Show each line of the listing below that contains the string "ocean", copied in full. Case counts, so match only the same capitalization.

[start RECORDS SHOWN]

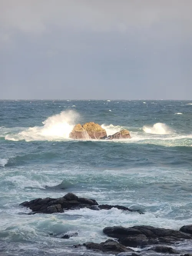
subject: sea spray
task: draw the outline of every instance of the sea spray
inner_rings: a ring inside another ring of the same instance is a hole
[[[48,117],[42,126],[34,126],[15,135],[7,135],[5,140],[26,141],[61,140],[69,138],[69,135],[79,117],[72,110],[63,111]]]
[[[143,131],[147,133],[153,134],[170,134],[171,131],[170,128],[164,123],[157,123],[153,126],[144,126]]]

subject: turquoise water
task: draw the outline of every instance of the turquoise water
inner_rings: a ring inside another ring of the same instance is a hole
[[[109,226],[191,224],[192,113],[190,101],[0,101],[0,252],[96,255],[71,245],[105,241]],[[74,125],[90,121],[108,135],[127,129],[132,138],[69,139]],[[84,208],[27,215],[18,206],[68,192],[145,214]],[[67,240],[49,235],[74,232]]]

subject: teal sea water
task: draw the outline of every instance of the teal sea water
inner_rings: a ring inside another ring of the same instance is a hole
[[[0,101],[0,253],[99,255],[72,246],[105,241],[107,226],[192,224],[192,114],[191,101]],[[127,129],[132,138],[69,138],[75,124],[90,121],[108,135]],[[145,214],[84,208],[28,215],[19,206],[68,192]],[[49,235],[75,232],[69,239]]]

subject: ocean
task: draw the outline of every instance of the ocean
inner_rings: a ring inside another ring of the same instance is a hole
[[[105,254],[73,245],[105,241],[108,226],[192,224],[192,114],[186,100],[0,101],[0,255],[97,256]],[[91,121],[108,135],[127,129],[132,138],[69,138],[76,124]],[[85,208],[30,215],[19,206],[69,192],[145,214]],[[187,242],[174,248],[192,252]]]

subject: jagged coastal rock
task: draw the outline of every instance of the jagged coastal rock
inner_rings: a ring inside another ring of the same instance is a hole
[[[107,140],[118,140],[119,139],[131,139],[129,132],[128,130],[124,129],[116,133],[113,135],[108,136]]]
[[[111,239],[107,240],[100,244],[95,243],[86,243],[83,244],[87,249],[94,251],[101,251],[103,253],[116,254],[118,253],[129,253],[134,251],[131,248],[127,248],[116,241]]]
[[[27,207],[32,210],[33,212],[30,214],[56,213],[63,212],[64,210],[73,210],[82,208],[88,208],[91,210],[99,211],[102,209],[109,210],[114,208],[120,210],[132,211],[128,207],[121,205],[99,205],[94,199],[78,197],[71,193],[68,193],[63,197],[59,198],[51,198],[49,197],[43,199],[37,198],[29,202],[24,202],[20,205]]]
[[[70,138],[74,140],[118,140],[131,137],[129,131],[125,129],[108,137],[104,129],[98,123],[89,122],[83,126],[80,123],[76,125],[70,133]]]
[[[181,252],[167,244],[174,244],[178,241],[181,243],[184,241],[185,239],[192,240],[192,236],[180,231],[148,226],[136,226],[130,228],[107,227],[103,229],[103,231],[108,236],[118,238],[118,241],[108,239],[100,244],[90,242],[83,245],[86,246],[87,249],[113,254],[134,251],[129,247],[140,248],[145,253],[148,251],[154,251],[166,254],[181,254]],[[123,254],[124,255],[130,255]],[[132,255],[135,255],[135,254]],[[190,256],[189,254],[183,255]]]
[[[93,122],[86,123],[83,125],[83,127],[91,139],[102,140],[107,137],[106,131],[98,123]]]
[[[90,136],[80,123],[76,125],[70,134],[70,138],[74,139],[90,139]]]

[end RECORDS SHOWN]

*FULL SOLUTION*.
subject: ocean
task: draw the outline of every instance of the ocean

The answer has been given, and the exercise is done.